* begin Working data *
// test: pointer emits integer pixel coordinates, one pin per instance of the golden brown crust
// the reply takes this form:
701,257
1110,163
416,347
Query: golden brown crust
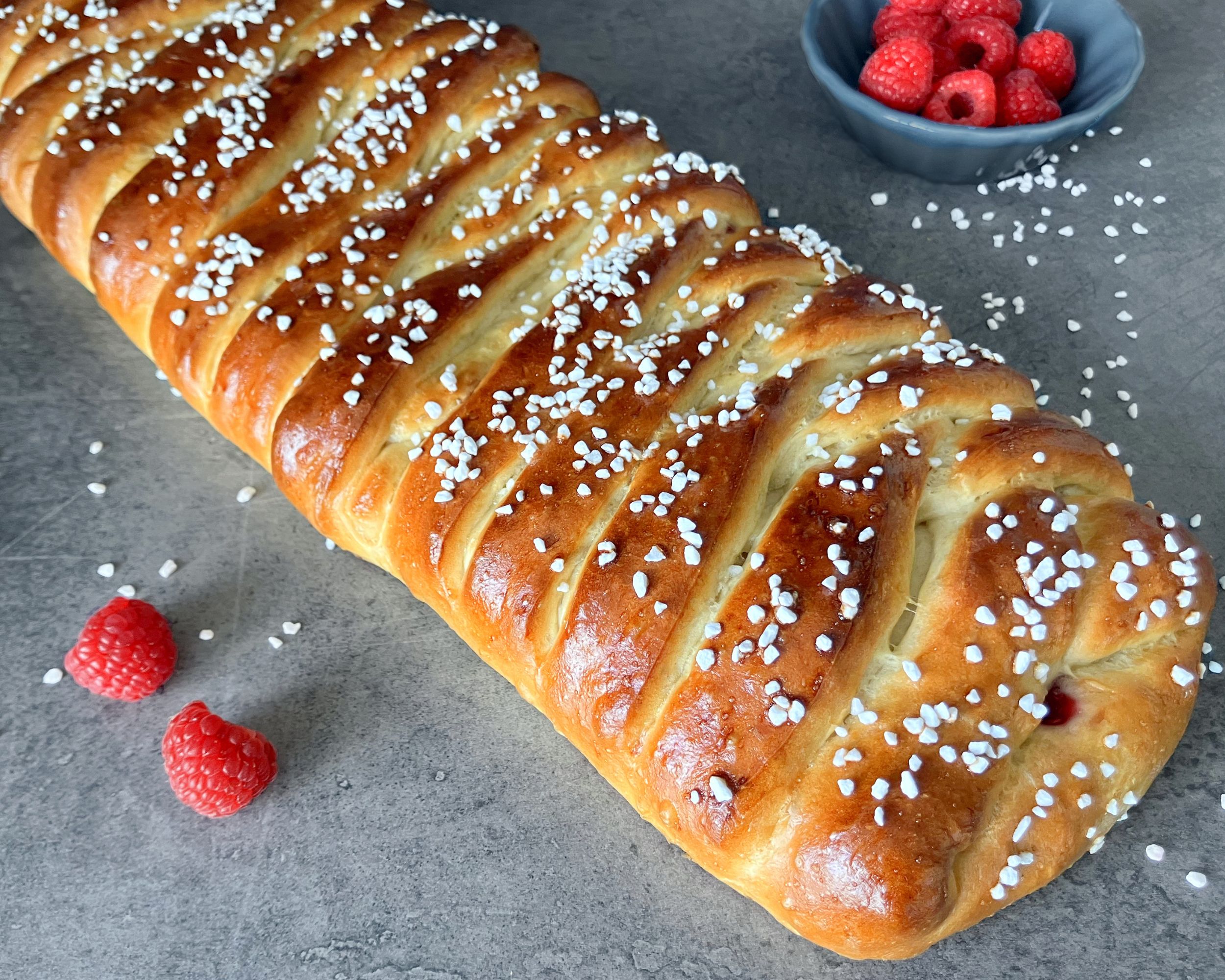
815,586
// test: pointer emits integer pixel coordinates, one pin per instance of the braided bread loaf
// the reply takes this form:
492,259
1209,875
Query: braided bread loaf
816,587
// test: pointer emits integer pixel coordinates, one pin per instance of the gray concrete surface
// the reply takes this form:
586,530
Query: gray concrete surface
427,825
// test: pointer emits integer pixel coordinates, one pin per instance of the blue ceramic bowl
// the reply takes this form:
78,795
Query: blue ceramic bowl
1110,55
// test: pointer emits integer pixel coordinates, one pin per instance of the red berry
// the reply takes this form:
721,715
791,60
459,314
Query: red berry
216,767
984,43
125,651
919,6
945,62
897,23
1050,55
964,98
900,74
1022,98
1006,10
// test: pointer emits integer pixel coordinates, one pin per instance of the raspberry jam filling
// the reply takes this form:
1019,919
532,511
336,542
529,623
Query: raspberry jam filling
1060,705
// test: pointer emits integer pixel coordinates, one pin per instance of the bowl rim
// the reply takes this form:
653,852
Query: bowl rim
1001,136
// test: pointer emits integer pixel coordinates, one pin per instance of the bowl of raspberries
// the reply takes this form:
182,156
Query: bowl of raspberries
971,91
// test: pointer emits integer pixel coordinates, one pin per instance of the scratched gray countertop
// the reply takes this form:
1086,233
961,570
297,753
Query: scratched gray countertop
427,824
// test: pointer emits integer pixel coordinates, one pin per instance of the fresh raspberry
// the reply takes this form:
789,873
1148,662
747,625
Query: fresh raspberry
964,98
1050,55
1022,98
919,6
944,60
900,74
125,651
961,10
984,43
216,767
897,23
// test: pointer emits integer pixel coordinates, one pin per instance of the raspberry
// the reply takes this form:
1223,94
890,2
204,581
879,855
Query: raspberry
897,23
945,62
984,43
961,10
900,74
1050,55
918,6
1022,98
216,767
964,98
125,651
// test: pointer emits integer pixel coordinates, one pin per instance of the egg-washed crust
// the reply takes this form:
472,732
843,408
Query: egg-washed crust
794,569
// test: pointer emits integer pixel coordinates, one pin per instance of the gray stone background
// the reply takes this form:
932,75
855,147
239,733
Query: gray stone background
428,825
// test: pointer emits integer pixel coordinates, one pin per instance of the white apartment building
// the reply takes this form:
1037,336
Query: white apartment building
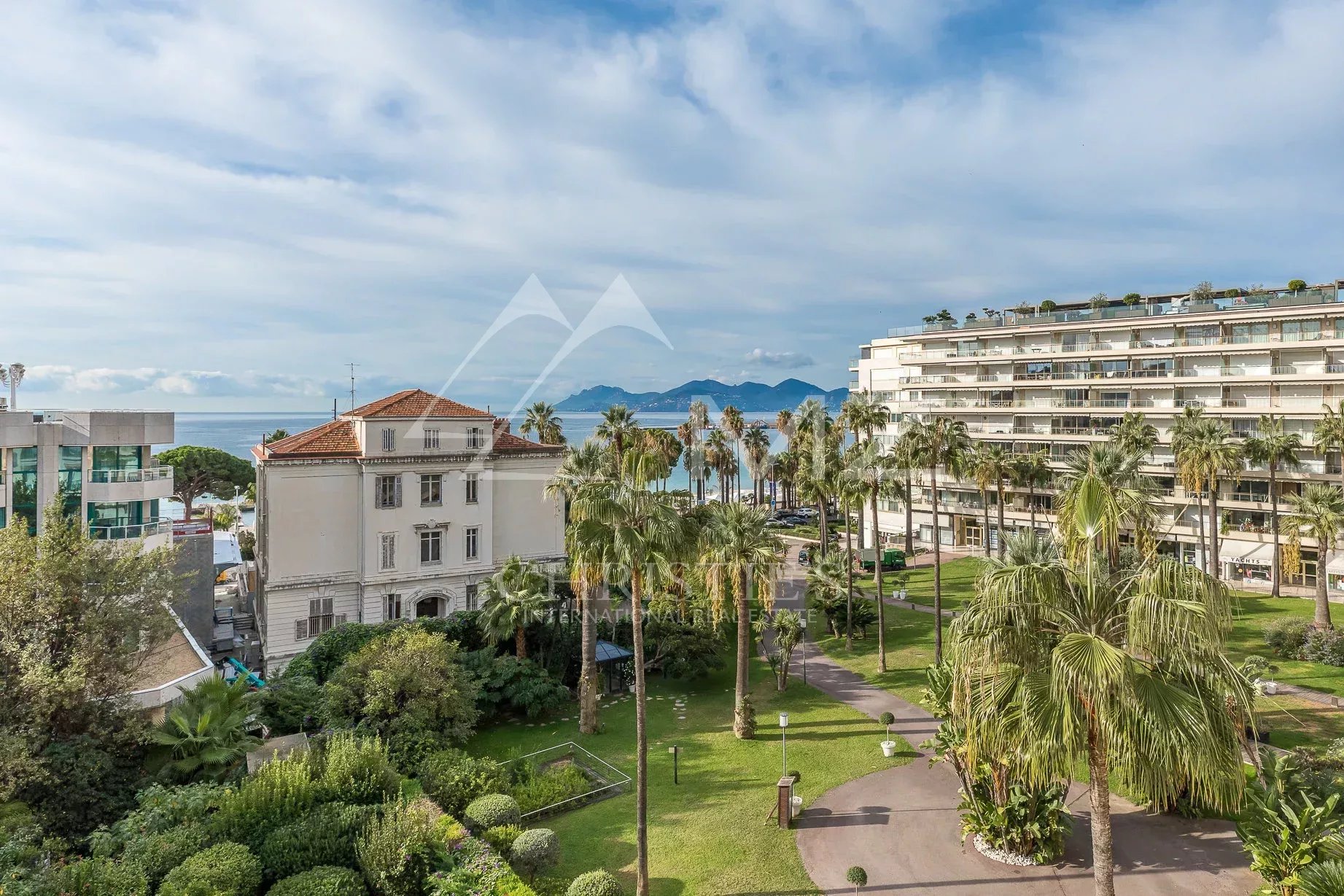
1058,381
395,510
98,462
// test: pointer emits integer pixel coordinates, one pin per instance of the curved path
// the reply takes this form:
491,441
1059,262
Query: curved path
904,827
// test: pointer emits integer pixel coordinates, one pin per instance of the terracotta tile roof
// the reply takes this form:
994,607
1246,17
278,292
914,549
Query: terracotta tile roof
330,440
416,403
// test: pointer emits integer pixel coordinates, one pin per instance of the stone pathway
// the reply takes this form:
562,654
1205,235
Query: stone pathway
904,827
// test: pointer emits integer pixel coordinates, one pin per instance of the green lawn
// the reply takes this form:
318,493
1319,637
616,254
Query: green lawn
709,835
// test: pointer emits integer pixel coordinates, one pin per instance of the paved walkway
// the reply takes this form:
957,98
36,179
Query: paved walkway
904,827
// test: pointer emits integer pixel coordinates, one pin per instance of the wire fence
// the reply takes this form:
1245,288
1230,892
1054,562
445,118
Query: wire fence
607,781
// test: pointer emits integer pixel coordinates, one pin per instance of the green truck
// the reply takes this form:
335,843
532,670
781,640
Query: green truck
* end Working data *
### Problem description
Write out every line of the material above without changing anything, and leave out the pictures.

### Exercise answer
// test: pointer emits integer pixel coordinates, one pin per instance of the golden brown crust
// the reply takes this form:
701,257
1110,163
416,347
Query: golden brown crust
815,586
// test: pointer emits integer pixel coordinates, one pin per instance of the braided bread loaf
// the reply takes this form:
492,259
1209,875
Query: braided bread loaf
816,587
// test: pointer emits integer pixel coordinates, one pin per instance of the gray concrete surface
// the reply takes this form:
586,530
Query: gray concrete surface
427,825
// test: pointer emits integer pixel coordinates, one pin per instance of the blue ceramic bowl
// the reply takes this form:
78,795
Query: blue ceramic bowl
1110,55
// test: pointer emits integer pixel coordinates, one pin per instance of the red berry
// the reply takes this form:
721,715
791,60
459,314
Query: red berry
216,767
984,43
125,651
919,6
945,62
897,23
1050,55
964,98
900,74
1022,98
1006,10
// test: pointer emits integer pixel coordinates, one pin per instance of the raspberry jam filling
// the reply takes this form:
1019,919
532,511
336,542
529,623
Query: raspberry jam filling
1060,705
// test: pointer emits integer pixel coordinates, one pin per instance of the bowl rim
// the reply takes this form:
653,852
Query: bowl rim
1001,136
// test: pointer emits integer pixel coordinates, one pin per instance of the bowl of raspberries
// the reply takes this form:
182,156
Query: bowl of raspberries
971,91
// test: pointer emits integer pixel coordinates, one pin per instance of the scratched gray countertop
// the reply takes this form:
1086,233
961,570
297,753
Query: scratched gray countertop
427,824
// test: pointer emits integer pixel coordinates, one pin per instance of the fresh raspberry
// the reply takes this form:
789,873
1148,662
747,625
Query: fresh raspberry
964,98
1050,55
1022,98
919,6
944,60
900,74
125,651
961,10
984,43
216,767
897,23
// test: pointer emits integer pixel coordinates, one pin per instance of the raspberry
// the reply takes this form:
1223,94
890,2
204,581
879,855
Query: raspberry
897,23
945,62
984,43
961,10
900,74
1050,55
918,6
1022,98
216,767
964,98
125,651
// test: pointer emits integer pixel coordinates, one pin per instance of the egg-washed crust
// the reply takes this form:
472,732
843,408
Query: egg-washed crust
794,569
// test: pointer emits integer pixel coordinates, one pin per instance of the gray stone background
// the reply takes this form:
932,75
855,147
239,733
Query: gray stone background
428,825
// test: pointer emits integer pixel coordinates, one pin per instance of the white apartment building
// the reply takes this form:
1037,336
Query: white apartment building
1058,381
395,510
98,462
// test: pointer emits integer pixel coordinates, one pin per instance of the curved path
// the reply takes this form:
491,441
1059,262
Query: curved path
904,827
// test: pointer emits integer pixel coordinates, one pin per instance of the terracotta tile roof
// the reply takes this form:
994,607
1246,17
278,292
914,549
Query: terracotta tile roof
330,440
416,403
// test: pointer emits integer pixel coordinates, one pin per instance of the stone pathway
// the reply takes this form:
562,654
1205,235
Query: stone pathway
904,827
// test: pointer emits integer pixel coordinates, one pin per instance of the green lawn
// the reply takes this form:
318,493
1319,637
616,254
Query: green lawn
709,835
// test: pointer emits integer pixel coordinates, one pin per instance of the paved walkway
// the reply takes this form:
957,98
36,179
Query: paved walkway
904,827
// test: pointer emits integer pixel coordinates, one pin per instance of the wire fence
// the reply takes this form:
1245,288
1230,892
1054,562
445,118
Query: wire fence
607,781
// test: pointer emits integer pixel coordinates, one pin per instance of the green truck
// the reply takes this form:
335,843
532,670
781,640
Query: green truck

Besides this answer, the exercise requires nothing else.